**CONSEGNE:**
1. Secondo il testo sulla strage di piazza della Loggia, in quale giorno è esplosa la bomba a Brescia?
2. Scrivi il seguito del testo sulla strage di piazza della Loggia, partendo subito dopo la sua ultima frase.

La Democrazia ha bisogno di verità (1974, cartello dopo la strage di Brescia)
GIUGNO 2019
Agorà
La Democrazia ha bisogno di verità (1974, cartello dopo la strage di Brescia)
di   Barbara Francia

 

 

La strage di piazza della Loggia, nel 1974, è stato un avvenimento drammatico che ha sconvolto e sconvolge ancora oggi la città di Brescia e l’Italia tutta. Il 28 maggio 1974, a Brescia, si stava svolgendo una manifestazione Unitaria Sindacale, quando, improvvisamente, scoppia una bomba a Piazza della Loggia. Non vi sono dubbi: si è trattato di una strage fascista. L’ordigno in piazza della Loggia non viene fatto esplodere casualmente, per colpire una moltitudine indiscriminata di persone, sulla falsa riga di quanto si era verificato alla Banca Nazionale dell’Agricoltura di Milano o successivamente alla stazione di Bologna. Al contrario, il vile attentato del 28 maggio 1974 è stato politico, ideologico, indirizzato a persone che manifestavano pacificamente contro il terrorismo nero, che stava mortificando e umiliando sempre più il nostro Paese. A riprova di ciò, è bene rammentare che la strage di Piazza della Loggia si è consumata pochi giorni dopo la vittoria dei “no” nel referendum sull’abrogazione del divorzio, riaprendo violentemente un periodo definito “strategia della tensione”, ovvero strategia di condizionamento del rapporto tra sistema politico  e ambientale sociale, iniziato con l’attentato di Piazza Fontana a Milano.
 
 
Le persone morte sono otto: Giulietta Banzi Bazoli di 34 anni, Livia Bottardi Milani di 32 anni, Clementina Calzari Trebeschi di 31anni, Euplo Natali di 69 anni, Luigi Pinto di 25 anni, Bartolomeo Talenti di 56 anni, Alberto Trebeschi di 37 anni, Vittorio Zambarda di 60 anni. Alcune delle vittime erano insegnanti, poi vi era un operaio e un ex partigiano. Erano tutti cittadini comuni, democratici, iscritti al Sindacato, persone che conducevano delle vite normali e che volevano un futuro migliore per loro stessi e per il Paese. Si è trattato di un rilevante atto terroristico, in grado di proiettare il suo peso sui principali eventi dell’agenda politica italiana, caricandoli di molteplici significati, generati dall’attentato criminale. Infatti, come noto, ogni attentato terroristico produce un effetto domino sulla scena pubblica che ne esce completamente reinterpretata. L’Italia del Secondo dopo guerra ha vissuto alcuni periodi complessi, in particolar modo, negli anni ‘70 e anni ‘80, quando, nel Paese, ha cominciato a diffondersi il terrorismo ideologico, basato su un progetto rivoluzionario, volto a sovvertire le autorità politiche e democratiche esistenti. In particolar modo, il periodo storico considerato è contrassegnato da movimenti ideologici di destra che hanno provocato stragi contro innocenti, al fine di delegittimare la democrazia, per instaurare regimi autoritari. Per i terroristi neri, le stragi diventano uno strumento di lotta politica per costringere lo Stato a far approvare leggi d’emergenza.

**RIGHE FORNITE:**
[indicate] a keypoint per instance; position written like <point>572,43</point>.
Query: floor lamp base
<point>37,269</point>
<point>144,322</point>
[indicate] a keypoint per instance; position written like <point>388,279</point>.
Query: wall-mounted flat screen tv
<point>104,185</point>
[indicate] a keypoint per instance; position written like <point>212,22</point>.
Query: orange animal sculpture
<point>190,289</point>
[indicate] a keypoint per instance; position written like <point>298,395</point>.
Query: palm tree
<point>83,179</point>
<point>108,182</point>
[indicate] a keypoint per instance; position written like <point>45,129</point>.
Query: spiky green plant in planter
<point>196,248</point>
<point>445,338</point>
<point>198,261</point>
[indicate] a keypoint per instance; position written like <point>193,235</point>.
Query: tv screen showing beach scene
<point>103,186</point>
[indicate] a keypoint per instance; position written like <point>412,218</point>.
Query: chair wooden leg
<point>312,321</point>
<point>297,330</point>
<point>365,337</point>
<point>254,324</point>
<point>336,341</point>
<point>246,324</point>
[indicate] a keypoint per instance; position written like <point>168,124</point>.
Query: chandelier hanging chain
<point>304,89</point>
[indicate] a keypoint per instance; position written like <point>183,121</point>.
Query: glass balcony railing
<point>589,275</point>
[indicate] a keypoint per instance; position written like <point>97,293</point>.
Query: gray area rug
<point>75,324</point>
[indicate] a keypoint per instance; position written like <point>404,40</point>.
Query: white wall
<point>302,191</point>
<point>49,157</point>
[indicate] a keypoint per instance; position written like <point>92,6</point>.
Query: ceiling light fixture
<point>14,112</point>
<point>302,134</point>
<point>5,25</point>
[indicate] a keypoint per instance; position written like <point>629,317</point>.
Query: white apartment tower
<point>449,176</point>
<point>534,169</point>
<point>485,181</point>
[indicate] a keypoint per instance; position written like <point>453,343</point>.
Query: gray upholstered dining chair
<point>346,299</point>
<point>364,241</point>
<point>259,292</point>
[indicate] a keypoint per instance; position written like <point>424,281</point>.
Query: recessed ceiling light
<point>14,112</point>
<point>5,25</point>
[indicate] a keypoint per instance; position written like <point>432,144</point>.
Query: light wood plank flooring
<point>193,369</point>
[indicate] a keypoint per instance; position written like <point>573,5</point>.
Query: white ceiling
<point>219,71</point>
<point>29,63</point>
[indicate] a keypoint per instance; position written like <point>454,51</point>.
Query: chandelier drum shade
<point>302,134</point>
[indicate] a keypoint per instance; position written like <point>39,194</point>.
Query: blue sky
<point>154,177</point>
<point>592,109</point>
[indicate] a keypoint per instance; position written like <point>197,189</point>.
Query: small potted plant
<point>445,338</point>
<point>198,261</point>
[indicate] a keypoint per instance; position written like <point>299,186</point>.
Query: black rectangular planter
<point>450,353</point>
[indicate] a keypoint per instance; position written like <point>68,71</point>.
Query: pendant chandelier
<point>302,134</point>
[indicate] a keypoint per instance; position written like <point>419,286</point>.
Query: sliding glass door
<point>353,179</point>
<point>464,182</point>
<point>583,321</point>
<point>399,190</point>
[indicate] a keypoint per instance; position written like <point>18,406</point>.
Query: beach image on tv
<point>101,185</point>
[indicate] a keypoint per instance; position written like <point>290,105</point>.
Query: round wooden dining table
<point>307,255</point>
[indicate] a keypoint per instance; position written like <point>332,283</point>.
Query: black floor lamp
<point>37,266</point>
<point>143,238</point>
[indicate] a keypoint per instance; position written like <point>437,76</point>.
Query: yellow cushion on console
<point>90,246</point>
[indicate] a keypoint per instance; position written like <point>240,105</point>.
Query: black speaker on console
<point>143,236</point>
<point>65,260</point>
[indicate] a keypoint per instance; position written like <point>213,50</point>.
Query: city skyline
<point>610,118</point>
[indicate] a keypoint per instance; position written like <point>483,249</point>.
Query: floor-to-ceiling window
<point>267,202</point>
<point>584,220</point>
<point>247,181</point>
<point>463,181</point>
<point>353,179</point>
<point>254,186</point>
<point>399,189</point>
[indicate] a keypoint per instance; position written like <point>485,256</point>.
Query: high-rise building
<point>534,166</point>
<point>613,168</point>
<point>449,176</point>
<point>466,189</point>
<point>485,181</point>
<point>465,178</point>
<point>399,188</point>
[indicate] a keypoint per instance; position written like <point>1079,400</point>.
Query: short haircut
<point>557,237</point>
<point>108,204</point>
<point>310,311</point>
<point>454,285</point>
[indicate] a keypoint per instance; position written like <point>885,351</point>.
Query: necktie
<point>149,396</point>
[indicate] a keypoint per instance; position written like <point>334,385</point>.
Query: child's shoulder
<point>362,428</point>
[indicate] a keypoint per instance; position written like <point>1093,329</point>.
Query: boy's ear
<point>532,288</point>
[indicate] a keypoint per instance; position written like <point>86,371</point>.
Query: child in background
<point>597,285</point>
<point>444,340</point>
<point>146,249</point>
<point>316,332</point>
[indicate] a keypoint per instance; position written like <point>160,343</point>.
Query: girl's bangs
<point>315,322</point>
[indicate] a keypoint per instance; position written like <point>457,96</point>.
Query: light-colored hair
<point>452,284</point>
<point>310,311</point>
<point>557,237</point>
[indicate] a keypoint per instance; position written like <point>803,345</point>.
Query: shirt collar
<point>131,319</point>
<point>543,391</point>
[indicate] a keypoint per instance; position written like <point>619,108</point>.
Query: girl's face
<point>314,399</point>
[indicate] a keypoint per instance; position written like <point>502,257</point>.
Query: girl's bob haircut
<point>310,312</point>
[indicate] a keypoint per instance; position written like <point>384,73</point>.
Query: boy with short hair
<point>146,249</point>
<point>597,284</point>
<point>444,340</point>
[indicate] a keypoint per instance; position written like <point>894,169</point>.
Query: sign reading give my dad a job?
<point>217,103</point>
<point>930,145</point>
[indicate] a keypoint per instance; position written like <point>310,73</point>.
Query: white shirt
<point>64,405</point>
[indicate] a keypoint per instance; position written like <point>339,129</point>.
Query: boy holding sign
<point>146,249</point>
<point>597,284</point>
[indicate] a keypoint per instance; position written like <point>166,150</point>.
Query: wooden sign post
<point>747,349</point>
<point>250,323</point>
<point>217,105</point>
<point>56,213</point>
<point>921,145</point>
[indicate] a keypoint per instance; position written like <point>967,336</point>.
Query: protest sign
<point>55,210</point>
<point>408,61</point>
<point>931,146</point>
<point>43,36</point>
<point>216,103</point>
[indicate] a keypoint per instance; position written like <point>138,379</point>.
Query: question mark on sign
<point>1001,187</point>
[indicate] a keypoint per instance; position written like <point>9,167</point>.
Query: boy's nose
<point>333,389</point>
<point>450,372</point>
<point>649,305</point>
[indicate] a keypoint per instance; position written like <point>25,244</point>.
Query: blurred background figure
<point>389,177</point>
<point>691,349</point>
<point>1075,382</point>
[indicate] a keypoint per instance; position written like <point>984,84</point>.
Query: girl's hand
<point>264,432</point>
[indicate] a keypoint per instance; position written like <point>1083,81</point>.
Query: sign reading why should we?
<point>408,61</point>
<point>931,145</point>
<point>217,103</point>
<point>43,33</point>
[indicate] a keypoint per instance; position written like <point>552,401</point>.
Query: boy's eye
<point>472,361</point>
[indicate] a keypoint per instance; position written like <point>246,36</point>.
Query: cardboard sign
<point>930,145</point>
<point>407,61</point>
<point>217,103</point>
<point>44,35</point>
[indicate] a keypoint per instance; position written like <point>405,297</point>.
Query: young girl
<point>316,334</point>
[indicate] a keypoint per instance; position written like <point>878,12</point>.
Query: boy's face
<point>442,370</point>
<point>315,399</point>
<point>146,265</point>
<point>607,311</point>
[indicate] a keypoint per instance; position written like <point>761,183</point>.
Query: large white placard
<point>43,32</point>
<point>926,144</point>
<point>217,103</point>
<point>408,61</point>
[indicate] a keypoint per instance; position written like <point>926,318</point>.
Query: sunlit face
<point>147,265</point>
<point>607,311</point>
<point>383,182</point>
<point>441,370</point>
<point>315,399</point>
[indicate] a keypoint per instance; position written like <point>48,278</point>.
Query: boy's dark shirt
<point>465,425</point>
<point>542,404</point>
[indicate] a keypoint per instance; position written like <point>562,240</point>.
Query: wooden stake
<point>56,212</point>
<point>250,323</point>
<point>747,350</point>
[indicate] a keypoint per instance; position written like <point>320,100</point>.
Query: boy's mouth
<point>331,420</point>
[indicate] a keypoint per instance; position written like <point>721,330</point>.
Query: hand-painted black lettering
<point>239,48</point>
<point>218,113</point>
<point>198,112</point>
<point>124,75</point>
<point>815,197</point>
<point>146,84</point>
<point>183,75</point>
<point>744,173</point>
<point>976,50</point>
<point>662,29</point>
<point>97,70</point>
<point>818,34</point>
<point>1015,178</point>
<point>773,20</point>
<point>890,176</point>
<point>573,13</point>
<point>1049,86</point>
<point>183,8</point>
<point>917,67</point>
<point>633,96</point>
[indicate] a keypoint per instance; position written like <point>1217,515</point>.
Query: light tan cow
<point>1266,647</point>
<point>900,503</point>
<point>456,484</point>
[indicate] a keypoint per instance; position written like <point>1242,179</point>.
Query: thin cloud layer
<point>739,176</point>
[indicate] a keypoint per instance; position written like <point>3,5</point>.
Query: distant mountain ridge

**RISPOSTE IN ORDINE:**
1. Il 28 maggio 1974.

2.
Al contrario, il terrorismo di ispirazione ideologica di sinistra ha indirizzato i suoi attentati prevalentemente contro coloro che venivano considerati come nemici del popolo o quantomeno ingranaggi del sistema di sfruttamento capitalistico. In ogni caso, sulla base di queste considerazioni, è bene procedere con un approfondimento che ci consente di comprendere meglio l’assetto politico e ideologico di quegli anni e quanto il terrorismo nero abbia danneggiato il nostro Paese.  Con la fine della seconda guerra mondiale, l’evoluzione della destra radicale, in Italia, è stata continua e incessante per un periodo di quasi quarant’anni. Il periodo storico che va dal 1945, al 1955, ha segnato il momento della riorganizzazione politica ed è stato contrassegnato da alcuni fenomeni importanti: la nascita di numerosi gruppi che reclamavano la possibilità di essere riconosciuti come eredi del regime fascista; e poi, su un piano più istituzionalizzato e organizzativo, la costituzione del Movimento Sociale Italiano, che si prefiggeva il compito di dare voce a coloro che si sentivano legati agli ideali del ventennio. È bene sottolineare che negli altri Paesi del mondo i fascisti venivano processati e, in alcune ipotesi, anche condannati a morte. Al contrario, in Italia, la riorganizzazione di movimenti e di gruppi di stampo fascista è stata veloce e poco contrastata. Tutto ciò si è verificato ed è stato possibile, poiché la crescita di questi nuovi gruppi è stata favorita dal ritorno al potere dei sostenitori del fascismo.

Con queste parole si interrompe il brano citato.